** PROBLEM DESCRIPTION **
Copy out each of the items below word for word, without changing anything.

Extracted items:
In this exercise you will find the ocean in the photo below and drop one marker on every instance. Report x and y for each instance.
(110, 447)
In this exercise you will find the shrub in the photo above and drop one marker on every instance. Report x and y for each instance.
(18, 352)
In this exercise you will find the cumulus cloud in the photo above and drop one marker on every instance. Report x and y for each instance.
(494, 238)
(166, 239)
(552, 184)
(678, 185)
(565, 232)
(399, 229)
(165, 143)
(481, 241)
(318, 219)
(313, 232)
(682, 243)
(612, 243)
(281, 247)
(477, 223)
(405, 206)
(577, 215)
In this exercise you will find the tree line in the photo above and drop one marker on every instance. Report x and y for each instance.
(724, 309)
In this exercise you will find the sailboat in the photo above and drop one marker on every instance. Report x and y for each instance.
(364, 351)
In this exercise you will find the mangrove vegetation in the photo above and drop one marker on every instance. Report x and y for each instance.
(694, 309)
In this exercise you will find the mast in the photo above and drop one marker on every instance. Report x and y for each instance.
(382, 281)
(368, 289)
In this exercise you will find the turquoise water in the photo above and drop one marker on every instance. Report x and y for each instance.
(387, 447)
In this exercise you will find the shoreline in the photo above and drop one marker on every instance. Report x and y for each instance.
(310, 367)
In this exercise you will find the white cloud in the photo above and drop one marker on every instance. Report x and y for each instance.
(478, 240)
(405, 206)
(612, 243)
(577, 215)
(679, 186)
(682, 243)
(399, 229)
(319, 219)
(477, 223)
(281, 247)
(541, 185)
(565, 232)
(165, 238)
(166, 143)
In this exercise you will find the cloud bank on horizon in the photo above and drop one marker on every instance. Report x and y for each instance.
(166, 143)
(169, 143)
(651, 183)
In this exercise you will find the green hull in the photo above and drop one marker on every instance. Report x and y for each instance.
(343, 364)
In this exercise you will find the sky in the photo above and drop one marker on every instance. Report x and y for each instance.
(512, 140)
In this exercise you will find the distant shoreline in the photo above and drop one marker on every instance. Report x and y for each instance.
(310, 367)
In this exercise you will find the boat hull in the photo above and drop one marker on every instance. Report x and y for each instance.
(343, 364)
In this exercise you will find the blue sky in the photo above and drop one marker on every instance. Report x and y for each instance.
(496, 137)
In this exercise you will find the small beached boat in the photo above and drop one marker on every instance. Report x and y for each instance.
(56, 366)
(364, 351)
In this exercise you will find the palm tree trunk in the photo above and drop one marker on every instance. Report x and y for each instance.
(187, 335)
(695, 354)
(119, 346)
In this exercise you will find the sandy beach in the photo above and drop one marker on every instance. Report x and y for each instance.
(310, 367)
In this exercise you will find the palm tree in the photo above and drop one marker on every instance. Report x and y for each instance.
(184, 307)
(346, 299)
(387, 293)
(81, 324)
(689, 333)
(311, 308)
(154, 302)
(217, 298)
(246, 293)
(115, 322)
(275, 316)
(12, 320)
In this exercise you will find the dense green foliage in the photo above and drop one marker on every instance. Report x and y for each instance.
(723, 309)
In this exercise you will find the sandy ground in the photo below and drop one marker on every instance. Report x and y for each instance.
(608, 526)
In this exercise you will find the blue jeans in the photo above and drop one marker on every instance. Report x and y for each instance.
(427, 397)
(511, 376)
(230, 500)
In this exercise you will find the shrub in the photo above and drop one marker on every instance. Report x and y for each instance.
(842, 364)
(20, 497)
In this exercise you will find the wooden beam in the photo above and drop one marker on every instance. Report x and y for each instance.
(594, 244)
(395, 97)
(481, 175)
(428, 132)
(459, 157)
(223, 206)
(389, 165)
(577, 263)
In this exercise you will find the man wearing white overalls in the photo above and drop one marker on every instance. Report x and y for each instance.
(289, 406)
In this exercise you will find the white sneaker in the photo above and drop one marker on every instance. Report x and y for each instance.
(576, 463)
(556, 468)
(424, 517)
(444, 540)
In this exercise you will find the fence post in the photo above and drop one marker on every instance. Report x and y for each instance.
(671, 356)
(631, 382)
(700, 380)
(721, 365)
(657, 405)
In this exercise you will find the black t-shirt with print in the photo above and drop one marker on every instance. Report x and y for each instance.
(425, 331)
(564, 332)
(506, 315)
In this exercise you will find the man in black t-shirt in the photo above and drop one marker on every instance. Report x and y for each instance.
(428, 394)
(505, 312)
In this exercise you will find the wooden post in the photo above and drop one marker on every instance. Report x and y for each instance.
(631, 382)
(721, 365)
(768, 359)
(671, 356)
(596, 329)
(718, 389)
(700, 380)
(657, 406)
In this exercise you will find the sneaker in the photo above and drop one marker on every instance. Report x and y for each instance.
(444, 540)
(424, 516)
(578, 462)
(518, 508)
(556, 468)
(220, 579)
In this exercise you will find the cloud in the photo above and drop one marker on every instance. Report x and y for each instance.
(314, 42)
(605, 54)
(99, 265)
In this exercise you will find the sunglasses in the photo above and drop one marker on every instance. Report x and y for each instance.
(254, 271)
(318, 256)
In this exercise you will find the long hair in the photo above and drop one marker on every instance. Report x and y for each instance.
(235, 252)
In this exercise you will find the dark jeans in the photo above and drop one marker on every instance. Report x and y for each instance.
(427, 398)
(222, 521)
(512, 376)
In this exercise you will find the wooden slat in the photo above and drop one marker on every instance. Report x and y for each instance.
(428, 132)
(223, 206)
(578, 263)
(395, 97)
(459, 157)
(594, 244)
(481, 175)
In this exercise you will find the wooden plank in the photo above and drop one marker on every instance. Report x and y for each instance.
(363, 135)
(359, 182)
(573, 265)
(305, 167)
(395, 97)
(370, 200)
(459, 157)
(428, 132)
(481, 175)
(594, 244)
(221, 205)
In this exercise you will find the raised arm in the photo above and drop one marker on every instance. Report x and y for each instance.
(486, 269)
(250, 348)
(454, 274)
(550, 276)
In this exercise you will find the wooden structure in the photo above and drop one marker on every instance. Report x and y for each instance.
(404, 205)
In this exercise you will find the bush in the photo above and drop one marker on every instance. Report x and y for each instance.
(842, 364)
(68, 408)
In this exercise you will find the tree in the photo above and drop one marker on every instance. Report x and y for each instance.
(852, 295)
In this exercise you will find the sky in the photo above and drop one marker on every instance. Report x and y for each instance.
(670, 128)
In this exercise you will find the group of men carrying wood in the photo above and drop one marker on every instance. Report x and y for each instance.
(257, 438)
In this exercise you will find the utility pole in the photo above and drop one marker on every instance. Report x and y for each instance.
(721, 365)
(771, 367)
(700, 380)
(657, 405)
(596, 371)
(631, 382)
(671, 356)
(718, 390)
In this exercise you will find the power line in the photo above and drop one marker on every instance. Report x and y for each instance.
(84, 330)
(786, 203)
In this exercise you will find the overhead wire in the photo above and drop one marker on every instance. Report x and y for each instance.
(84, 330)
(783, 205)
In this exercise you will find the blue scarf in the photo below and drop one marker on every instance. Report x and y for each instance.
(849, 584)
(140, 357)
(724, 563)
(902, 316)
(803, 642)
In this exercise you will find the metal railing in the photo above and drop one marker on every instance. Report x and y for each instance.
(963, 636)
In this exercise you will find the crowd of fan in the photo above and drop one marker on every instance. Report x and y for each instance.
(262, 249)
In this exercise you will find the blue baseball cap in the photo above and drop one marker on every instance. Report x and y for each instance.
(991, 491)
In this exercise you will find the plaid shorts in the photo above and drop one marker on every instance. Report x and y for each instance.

** THE OUTPUT **
In this exercise you will find the ocean in the photo below and drop one marker on every instance. Report x and y for each instance.
(110, 447)
In this exercise you will find the shrub in the photo above and drop one marker on every instance. Report x and y for each instance.
(18, 352)
In this exercise you will find the cumulus cloud in the photo above and drop one marker on every instance. Report x and y for each instance.
(494, 238)
(166, 239)
(552, 184)
(678, 185)
(565, 232)
(399, 229)
(165, 143)
(481, 241)
(318, 219)
(313, 232)
(682, 243)
(612, 243)
(281, 247)
(477, 223)
(405, 206)
(577, 215)
In this exercise you will find the tree line in the photo above and drop one marker on every instance. Report x and y for each instance.
(724, 309)
In this exercise you will find the sailboat in the photo above and drop one marker on every instance. Report x and y for each instance.
(364, 351)
In this exercise you will find the mangrove vegetation in the photo above and drop one marker on every instance. Report x and y for each instance.
(694, 309)
In this exercise you will find the mast in the photo above and drop one marker on every instance. Report x and y for each instance.
(382, 281)
(368, 289)
In this exercise you will find the turquoise water in the photo above and drop one marker on every instance. Report x and y for each instance.
(387, 447)
In this exercise you will find the shoreline in the photo above and drop one marker on every instance. Report x and y for each instance.
(310, 367)
In this exercise you will find the white cloud in the photo above and drop one marker on every instance. Report x and y for each instance.
(478, 240)
(405, 206)
(612, 243)
(577, 215)
(679, 186)
(682, 243)
(399, 229)
(319, 219)
(477, 223)
(281, 247)
(541, 185)
(565, 232)
(165, 238)
(166, 143)
In this exercise you will find the cloud bank on horizon in the photo above and drop one marker on every instance. Report x and y for each instance.
(166, 143)
(169, 143)
(651, 183)
In this exercise you will find the green hull in the photo above and drop one marker on every instance. Report x and y for each instance.
(343, 364)
In this exercise you will find the sky in the photo above and drop one marker on every instance. Report x and y for each instance.
(512, 140)
In this exercise you will find the distant shoreline in the photo above and drop one marker on every instance. Report x and y for each instance.
(310, 367)
In this exercise you will find the boat hull in the photo above and drop one marker on every instance. Report x and y for each instance.
(343, 364)
In this exercise you will find the blue sky in the photo above and drop one marker on every instance. Report x and y for each instance.
(496, 137)
In this exercise you will find the small beached boat in the photo above and drop one marker on every instance. Report x and y for each instance.
(56, 366)
(364, 351)
In this exercise you will find the palm tree trunk in the photo above and drop one marker on every instance. Report x and y for each instance.
(187, 335)
(695, 354)
(119, 346)
In this exercise you will find the sandy beach in the photo above and drop one marker on every instance. Report x and y for each instance.
(310, 367)
In this exercise you will find the palm tree in the photo above and drop one marker on every instance. Report x and y for each instance.
(184, 307)
(346, 299)
(387, 293)
(81, 324)
(689, 333)
(311, 308)
(154, 302)
(217, 298)
(246, 293)
(115, 322)
(275, 316)
(12, 320)
In this exercise you will find the dense green foliage in the photo above and drop one marker on every instance. Report x and y for each instance.
(723, 309)
In this exercise you will find the sandy ground in the photo below and drop one marker on every instance. Report x and y for each instance.
(608, 526)
In this exercise you will find the blue jeans in the photo above and drop one marker on every instance. Report x and y for each instance.
(427, 397)
(511, 376)
(230, 500)
In this exercise you will find the shrub in the photo above and drop one marker on every instance. Report x and y for each instance.
(842, 364)
(20, 497)
In this exercise you will find the wooden beam in the photo above and drop one marker on every instance. Report x and y for each instance.
(594, 244)
(395, 97)
(481, 175)
(428, 132)
(459, 157)
(223, 206)
(389, 165)
(577, 263)
In this exercise you will find the man wearing white overalls in the photo above and drop one marker on every instance. Report x and y for each instance.
(289, 406)
In this exercise you will find the white sneaker in the photo above and drop one marker on every instance. Report x and y for each instance.
(576, 463)
(556, 468)
(424, 517)
(444, 540)
In this exercise you will find the fence post in the photo above and drop one marker on every instance. Report x and y for each instance.
(671, 356)
(631, 382)
(700, 380)
(721, 365)
(657, 405)
In this exercise you will find the black t-shirt with print in the photo above and drop one marker on every instance. Report x and y for each instance.
(425, 331)
(564, 332)
(506, 315)
In this exercise you will find the man in black t-shirt in the photo above and drop one marker on every instance. Report x and y for each instance.
(428, 394)
(505, 312)
In this exercise you will find the wooden post in the photo above and drop one marker on every instance. Report x and y for each instance.
(631, 382)
(721, 365)
(768, 359)
(671, 356)
(596, 329)
(718, 389)
(700, 380)
(657, 406)
In this exercise you will find the sneaker in the photo above and drop one marker on every instance. Report x and y for each instance.
(444, 540)
(424, 516)
(578, 462)
(518, 508)
(556, 468)
(220, 579)
In this exercise you will find the cloud in the photo above and drop one marker on every instance. Report x and y for each instance.
(314, 42)
(605, 54)
(99, 265)
In this exercise you will find the sunglasses in the photo above and drop one marker on every instance. Report x and y for each instance.
(254, 271)
(318, 256)
In this exercise you will find the long hair in the photo above and drop one marker on every instance. Report x and y for each instance.
(235, 252)
In this exercise you will find the dark jeans in the photo above and drop one marker on every instance. Report x and y for each instance.
(427, 398)
(222, 521)
(512, 376)
In this exercise you will find the wooden slat in the photo above and drop one marker on every instance. Report x and y for each instance.
(428, 132)
(223, 206)
(578, 263)
(395, 97)
(459, 157)
(594, 244)
(481, 175)
In this exercise you will find the wooden plank in the photo above and drop one marker on every instance. Report x and y for each instance.
(363, 135)
(359, 182)
(573, 265)
(305, 167)
(395, 97)
(370, 200)
(459, 157)
(428, 132)
(481, 175)
(594, 244)
(221, 205)
In this exercise you will find the raised arm in the photo above and drop one marker on every instance. Report x and y for each instance.
(486, 269)
(250, 348)
(454, 274)
(550, 276)
In this exercise you will find the wooden structure in the photo above and drop one marker on every instance. Report x and y for each instance.
(404, 205)
In this exercise you will find the bush in the photo above and drop one marker on every instance. Report x and y for each instance.
(842, 364)
(68, 408)
In this exercise you will find the tree in the photo above and drop one marker on every instance. Report x and y for each instance.
(852, 295)
In this exercise you will find the sky in the photo above and drop one marker on every instance. Report x and y for each instance.
(670, 128)
In this exercise you will find the group of men carrying wood in the photo above and drop one marker on every instance. Report x and y for each instance.
(257, 438)
In this exercise you will find the utility pole in the photo above and drop one marker on every instance. Report x and y for each instance.
(721, 365)
(771, 367)
(700, 380)
(657, 405)
(596, 371)
(631, 382)
(671, 356)
(718, 390)
In this exercise you will find the power line in the photo above and drop one marker on every instance. Report x and y for each instance.
(84, 330)
(786, 203)
In this exercise you will find the overhead wire in the photo above and drop one marker on every instance. Report x and y for each instance.
(84, 330)
(783, 205)
In this exercise you will find the blue scarf in the photo below and drop one marker on every instance. Report x and y for each instance.
(849, 584)
(140, 357)
(724, 563)
(902, 316)
(803, 642)
In this exercise you will find the metal railing in the photo above and drop one marker on every instance. Report x and y for each instance.
(963, 636)
In this exercise you will find the crowd of fan in the photo above and drop one marker on every instance. Report x and y for each instance.
(262, 249)
In this exercise you will find the blue baseball cap in the photo above and drop one marker on every instance. Report x and y for each instance.
(991, 491)
In this exercise you will find the plaid shorts in the photo above and drop one marker on every instance. Report x and y for each instance.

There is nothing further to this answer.